Reading passage:
========

MediaUncovered/NewsAnalysis

NewsAnalysis

Trains, evaluates and analyses newspaper word embeddings.

Run script and set variables

The run.py file contains the required steps to build, evaluate and analyse a word embedding model from a database. The parameters, e.g. to access the database or train the model, are set as environment variables. To change the number of documents that are used to train a word embedding model set

export NO_DOCS=42

Then run the script:

python3 run.py

Install dependencies

To install the dependencies make sure you have Python 3.5 and pip installed. Clone or download the repository.

Upgrade pip:

pip install -U pip

Install the dependencies with:

pip install -r requirements.txt

Add models and data directory:

mkdir models

Word Embeddings

newsAnalysis/createDatabase.py accesses a SQL database to write the first n articles with information about title, text, the date of publication, article and newspaper id to a csv file.To connect to the database provide its name, host, port, user and password have to be provided.
newsAnalysis/Model.py trains a word embedding, fasttext or word2vec, based on documents stored in a csv file. Google generated analogies that show how well a model has learnt the relations in a specific field, e.g. Tokyo:Japan::Oslo:Norway, sister:brother::niece:nephew, etc. Besides semantic relations also word forms are tested, e.g. sleeping:slept::dancing:danced, cool:coolest::weird:weirdest, etc. With evaluate() the results of the trained word embedding model are displayed Storing a model in a tsv file enable its visualization with the tensorflow embedding proyector.

Visualisation

For the visualisation of the word embedding model the standalone version of the tensorflow embedding projector is used. Clone the git repository and initiate newsAnalysis/Projector.py with the relative path to this repository. Model.visualise() automatically loads a trained model to the browser and allows users to explore its words and their relations.

Compatibility test

To ensure that your work also runs as you intended on other machines, please run an acceptance test.

To do this first copy the docker-compose.yml.example file and name it docker-compose.yml. Next fill in the environment variables with your values.

Now you can build and run the acceptance test.

docker-compose build
docker-compose up

This will create a docker container that will install all the requirements from requirements.txt and runs the newsAnalysis.run.py file. The generated data will be stored in the ./data dir that is created by this process.

Unittests

Unittests are automatically run in the docker container. For seperate testing nose can be used:

nosetests unittests/

Packaging

To package newsanalysis into a wheel run python setup.py bdist bdist_wheel. The wheel file will then be saved under dist/newsanalysis-<VERSION>-py3-none-any.whl.

You can then install the package in your other environments using pip install <PATH-TO-PACKAGE>

========

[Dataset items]
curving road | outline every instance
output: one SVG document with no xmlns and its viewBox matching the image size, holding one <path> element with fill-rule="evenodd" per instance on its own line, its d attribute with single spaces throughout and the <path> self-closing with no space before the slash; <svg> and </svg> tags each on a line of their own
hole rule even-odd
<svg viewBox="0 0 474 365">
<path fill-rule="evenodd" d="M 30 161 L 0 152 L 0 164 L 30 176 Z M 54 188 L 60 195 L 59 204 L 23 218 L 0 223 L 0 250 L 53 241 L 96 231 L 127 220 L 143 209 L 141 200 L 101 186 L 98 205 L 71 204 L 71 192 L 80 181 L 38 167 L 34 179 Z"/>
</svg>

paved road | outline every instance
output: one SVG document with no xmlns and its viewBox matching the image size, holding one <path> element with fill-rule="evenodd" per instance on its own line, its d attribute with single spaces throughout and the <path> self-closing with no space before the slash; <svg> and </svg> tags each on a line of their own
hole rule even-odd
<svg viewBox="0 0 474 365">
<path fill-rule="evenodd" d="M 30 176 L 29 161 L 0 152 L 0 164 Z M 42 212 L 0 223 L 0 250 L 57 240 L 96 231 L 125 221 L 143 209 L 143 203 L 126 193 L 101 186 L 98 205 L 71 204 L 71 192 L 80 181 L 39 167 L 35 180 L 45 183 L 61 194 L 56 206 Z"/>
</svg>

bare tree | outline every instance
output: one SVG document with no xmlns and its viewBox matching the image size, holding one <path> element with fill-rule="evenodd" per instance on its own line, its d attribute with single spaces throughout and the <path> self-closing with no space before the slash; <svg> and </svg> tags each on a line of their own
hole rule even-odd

========

To be done:
Copy the NewsAnalysis page from "Now you can" up to and including "by this process.", substituting "compatibility test" for "acceptance test". Work from the NewsAnalysis page alone, not the data.

Written reply:
Now you can build and run the compatibility test.

docker-compose build
docker-compose up

This will create a docker container that will install all the requirements from requirements.txt and runs the newsAnalysis.run.py file. The generated data will be stored in the ./data dir that is created by this process.